START READING TEXT
There are also things Ozone is not designed to do. Ozone is column-oriented, rather than row-oriented: it is not made for accessing individual records. Ozone is also not well suited for data that can't be summarized easily, such as names or identifiers. In general, it's best at handling large columns with a small number of individual values, such as answers to multiple-choice questions.

The major differences between Ozone and a traditional SQL database (most of these are not unusual for OLAP databases):

  • Ozone uses its own jQuery-like JavaScript API, not SQL or MDX.

  • Ozone is read-only; if any record changes, the entire database should be regenerated.

  • Ozone does not explicitly support primary keys. Since Ozone is primarily used for counting and summarizing, access to individual records is not optimized.

  • Ozone does not support multiple tables within a single database. A database is treated as one giant table, equivalent to joining several tables together.

Demo

Summer Olympics Medals, using D3

Simpler D3 demo

jQuery demo

Querying Ozone

Start with data, such as a CSV file:

var ozone = require("ozone-db");                     // This line is only needed if you use require.js or node
var db = ozone.serialization.buildFromCsv(rawData);  // rawData is a string with comma-separated values

Filter or partition to create a subset of the database, which can be treated as its own database:

var dbOfWomen = db.filter('Gender', 'F');
var dbOfMaleGermans = db.filter('Gender', 'M').filter('Country', 'Germany');
var numberOfMaleGermans = dbOfMaleGermans.size();

// A partition filters on all values for a particular field

var genderDbs = db.partition('Gender');
if (genderDbs['F'].size() === dbOfWomen.size()) {
   console.log("It works!");
}
if (genderDbs['M'].filter('Country', 'Germany').size() === dbOfMaleGermans.size()) {
   console.log("It works!");
}

Field objects can be used to describe the data, and also as identifiers for filters. Fields from filtered views can be used interchangeably with fields from the original database.

var genderField = db.field('Gender');

var itWorks = genderField.identifier  === 'Gender'  &&
              genderField.displayName === 'Participant Gender' &&
              genderField.typeOfValue === 'string';

var filteringByFieldWorks = dbOfWomen.size() === db.filter(genderField, 'F').size() &&
                            dbOfWomen.size() === db.filter(dbOfMaleGermans.field('Gender', 'F')).size();

NOTE: in version 0.1.12 and earlier, size is a value rather than a function. Also, db.size() is not necessarily the same as the number of rows. See Aggregation below.

Use field.distinctValueEstimate() to determine how to present the fields

var fields = db.fields();
for (var i=0; i<fields.length; i++) {
    var field = fields[i];
    var selector;
    if (field.distinctValueEstimate() < 5) {
       selector = "checkbox";
    }
    else if (field.distinctValueEstimate() < 100 ) {
       selector = "drop-down menu";
    }
    else {
       selector = "search field";
    }
    console.log("I will use a "+ selector +" to choose the "+ field.displayName);
}

You cannot access rows directly. Instead, filter down to the size that you want and then iterate over the rows via the eachRow function.
END READING TEXT
> [SET TASK 1]:
Turn the paragraph of the Ozone excerpt that opens with "There are also things Ozone is not designed to do" into a short bulleted list that keeps its main facts.
> [SET TASK 2]:
Reproduce the Ozone excerpt word for word from "There are also" up to and including "should be regenerated.".
You can leave the source data aside.
START SUPPLIED RECORDS
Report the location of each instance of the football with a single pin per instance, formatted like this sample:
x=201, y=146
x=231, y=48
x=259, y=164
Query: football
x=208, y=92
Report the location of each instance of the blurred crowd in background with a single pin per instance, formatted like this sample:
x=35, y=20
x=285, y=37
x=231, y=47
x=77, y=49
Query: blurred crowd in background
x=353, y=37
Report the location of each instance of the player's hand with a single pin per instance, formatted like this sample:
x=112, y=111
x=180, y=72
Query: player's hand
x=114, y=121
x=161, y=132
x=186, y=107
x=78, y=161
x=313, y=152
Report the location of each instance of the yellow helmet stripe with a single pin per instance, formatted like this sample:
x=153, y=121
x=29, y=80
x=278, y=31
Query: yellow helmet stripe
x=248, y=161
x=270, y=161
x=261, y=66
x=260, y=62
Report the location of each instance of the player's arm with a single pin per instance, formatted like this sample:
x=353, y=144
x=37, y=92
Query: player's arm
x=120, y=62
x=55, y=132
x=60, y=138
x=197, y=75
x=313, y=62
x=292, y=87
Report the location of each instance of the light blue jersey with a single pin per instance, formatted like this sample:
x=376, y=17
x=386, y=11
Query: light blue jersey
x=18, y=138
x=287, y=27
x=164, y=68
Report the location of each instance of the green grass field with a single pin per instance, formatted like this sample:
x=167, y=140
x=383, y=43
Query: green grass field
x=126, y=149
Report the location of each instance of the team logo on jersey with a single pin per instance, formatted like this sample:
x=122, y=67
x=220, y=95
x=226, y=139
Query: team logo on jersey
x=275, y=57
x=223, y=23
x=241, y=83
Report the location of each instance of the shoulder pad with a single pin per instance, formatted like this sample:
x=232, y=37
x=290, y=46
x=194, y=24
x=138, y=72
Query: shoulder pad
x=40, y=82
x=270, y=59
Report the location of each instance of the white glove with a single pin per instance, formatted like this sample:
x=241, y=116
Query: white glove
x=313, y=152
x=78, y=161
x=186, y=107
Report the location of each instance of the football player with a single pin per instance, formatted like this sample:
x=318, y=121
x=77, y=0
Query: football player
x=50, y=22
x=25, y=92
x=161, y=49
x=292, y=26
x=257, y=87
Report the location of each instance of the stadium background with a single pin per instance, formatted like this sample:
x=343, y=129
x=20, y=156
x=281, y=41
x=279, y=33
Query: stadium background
END SUPPLIED RECORDS
> [FINAL ANSWER 1]:
- Ozone is column-oriented, not row-oriented, so it isn't made for accessing individual records.
- It handles poorly any data that can't be summarized easily, such as names or identifiers.
- It works best with large columns that hold a small number of individual values, such as answers to multiple-choice questions.

> [FINAL ANSWER 2]:
There are also things Ozone is not designed to do. Ozone is column-oriented, rather than row-oriented: it is not made for accessing individual records. Ozone is also not well suited for data that can't be summarized easily, such as names or identifiers. In general, it's best at handling large columns with a small number of individual values, such as answers to multiple-choice questions.

The major differences between Ozone and a traditional SQL database (most of these are not unusual for OLAP databases):

  • Ozone uses its own jQuery-like JavaScript API, not SQL or MDX.

  • Ozone is read-only; if any record changes, the entire database should be regenerated.